## REQUIRED TASK:
Repeat the whole listing below, word for word.

## PROVIDED RECORDS:
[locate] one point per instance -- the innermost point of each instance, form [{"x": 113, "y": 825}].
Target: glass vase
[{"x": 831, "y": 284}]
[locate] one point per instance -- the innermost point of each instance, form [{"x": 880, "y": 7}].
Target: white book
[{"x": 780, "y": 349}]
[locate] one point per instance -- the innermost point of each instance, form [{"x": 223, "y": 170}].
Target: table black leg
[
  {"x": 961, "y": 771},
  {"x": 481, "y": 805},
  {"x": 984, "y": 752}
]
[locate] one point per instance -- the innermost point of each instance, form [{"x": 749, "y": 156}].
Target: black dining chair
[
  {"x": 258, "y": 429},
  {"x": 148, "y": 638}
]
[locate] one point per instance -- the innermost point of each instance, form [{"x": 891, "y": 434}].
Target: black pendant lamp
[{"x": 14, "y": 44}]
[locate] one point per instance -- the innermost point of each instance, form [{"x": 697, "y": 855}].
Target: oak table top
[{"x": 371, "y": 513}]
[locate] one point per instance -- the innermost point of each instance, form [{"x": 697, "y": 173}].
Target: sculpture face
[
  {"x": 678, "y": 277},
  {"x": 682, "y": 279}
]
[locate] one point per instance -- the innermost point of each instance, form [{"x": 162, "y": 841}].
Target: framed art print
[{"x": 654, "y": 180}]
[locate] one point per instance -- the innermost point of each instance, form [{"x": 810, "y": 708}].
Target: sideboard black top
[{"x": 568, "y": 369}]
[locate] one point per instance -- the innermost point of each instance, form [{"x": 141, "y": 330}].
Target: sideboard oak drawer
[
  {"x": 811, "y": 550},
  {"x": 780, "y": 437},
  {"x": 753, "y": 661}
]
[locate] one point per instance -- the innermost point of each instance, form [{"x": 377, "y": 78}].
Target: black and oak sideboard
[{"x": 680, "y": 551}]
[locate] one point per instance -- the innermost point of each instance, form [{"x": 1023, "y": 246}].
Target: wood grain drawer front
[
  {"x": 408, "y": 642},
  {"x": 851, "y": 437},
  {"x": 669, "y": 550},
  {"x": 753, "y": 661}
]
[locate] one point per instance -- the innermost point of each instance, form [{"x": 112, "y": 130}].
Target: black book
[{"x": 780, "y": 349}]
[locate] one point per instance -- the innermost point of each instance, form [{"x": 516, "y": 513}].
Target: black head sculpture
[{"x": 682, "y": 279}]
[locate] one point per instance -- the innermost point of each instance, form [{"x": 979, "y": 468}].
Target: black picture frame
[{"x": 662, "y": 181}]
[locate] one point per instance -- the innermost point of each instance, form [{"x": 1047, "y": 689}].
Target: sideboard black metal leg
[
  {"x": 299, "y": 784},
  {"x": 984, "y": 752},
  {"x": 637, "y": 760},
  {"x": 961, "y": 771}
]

## WRITTEN RESPONSE:
[locate] one point per instance -- the innermost point of each instance, form [{"x": 113, "y": 825}].
Target: glass vase
[{"x": 831, "y": 284}]
[locate] one point per instance -- the innermost point of each instance, form [{"x": 880, "y": 7}].
Target: white book
[{"x": 780, "y": 349}]
[locate] one point per instance -- the innermost point of each instance, form [{"x": 223, "y": 170}].
Target: table black leg
[
  {"x": 961, "y": 771},
  {"x": 481, "y": 805},
  {"x": 984, "y": 752}
]
[locate] one point per instance -- the innermost point of each instance, form [{"x": 749, "y": 156}].
Target: black dining chair
[
  {"x": 258, "y": 429},
  {"x": 148, "y": 638}
]
[locate] one point per instance -- the innermost point of each instance, form [{"x": 891, "y": 434}].
Target: black pendant lamp
[{"x": 14, "y": 44}]
[locate] one point per instance -- the innermost point of each instance, form [{"x": 697, "y": 855}].
Target: oak table top
[{"x": 371, "y": 513}]
[locate] one point per instance -- the innermost point of each instance, form [{"x": 697, "y": 173}].
Target: sculpture face
[
  {"x": 678, "y": 277},
  {"x": 682, "y": 279}
]
[locate] one point per instance -- the innermost point of each instance, form [{"x": 162, "y": 841}].
Target: framed art print
[{"x": 654, "y": 180}]
[locate] one point per instance -- the innermost point of each instance, form [{"x": 810, "y": 708}].
Target: sideboard black top
[{"x": 568, "y": 369}]
[locate] one point per instance -- the innermost point of each instance, form [{"x": 141, "y": 330}].
Target: sideboard oak drawer
[
  {"x": 811, "y": 550},
  {"x": 780, "y": 437},
  {"x": 753, "y": 661}
]
[locate] one point per instance -- the innermost point of each instance, form [{"x": 377, "y": 78}].
Target: black and oak sideboard
[{"x": 680, "y": 551}]
[locate] one point per instance -- the innermost point of each instance, form [{"x": 1023, "y": 246}].
Target: wood grain drawer front
[
  {"x": 408, "y": 642},
  {"x": 851, "y": 437},
  {"x": 669, "y": 550},
  {"x": 753, "y": 661}
]
[locate] one point per instance -- the innermost point of each instance, form [{"x": 112, "y": 130}].
Target: black book
[{"x": 780, "y": 349}]
[locate] one point per instance -- the innermost point of each instance, form [{"x": 516, "y": 513}].
Target: black head sculpture
[{"x": 682, "y": 279}]
[locate] one point per instance -- the innermost point of each instance, form [{"x": 979, "y": 468}].
Target: black picture frame
[{"x": 662, "y": 181}]
[locate] one point per instance -- the innermost point of each instance, form [{"x": 1047, "y": 689}].
Target: sideboard black metal leg
[
  {"x": 299, "y": 784},
  {"x": 984, "y": 752},
  {"x": 637, "y": 760},
  {"x": 961, "y": 771}
]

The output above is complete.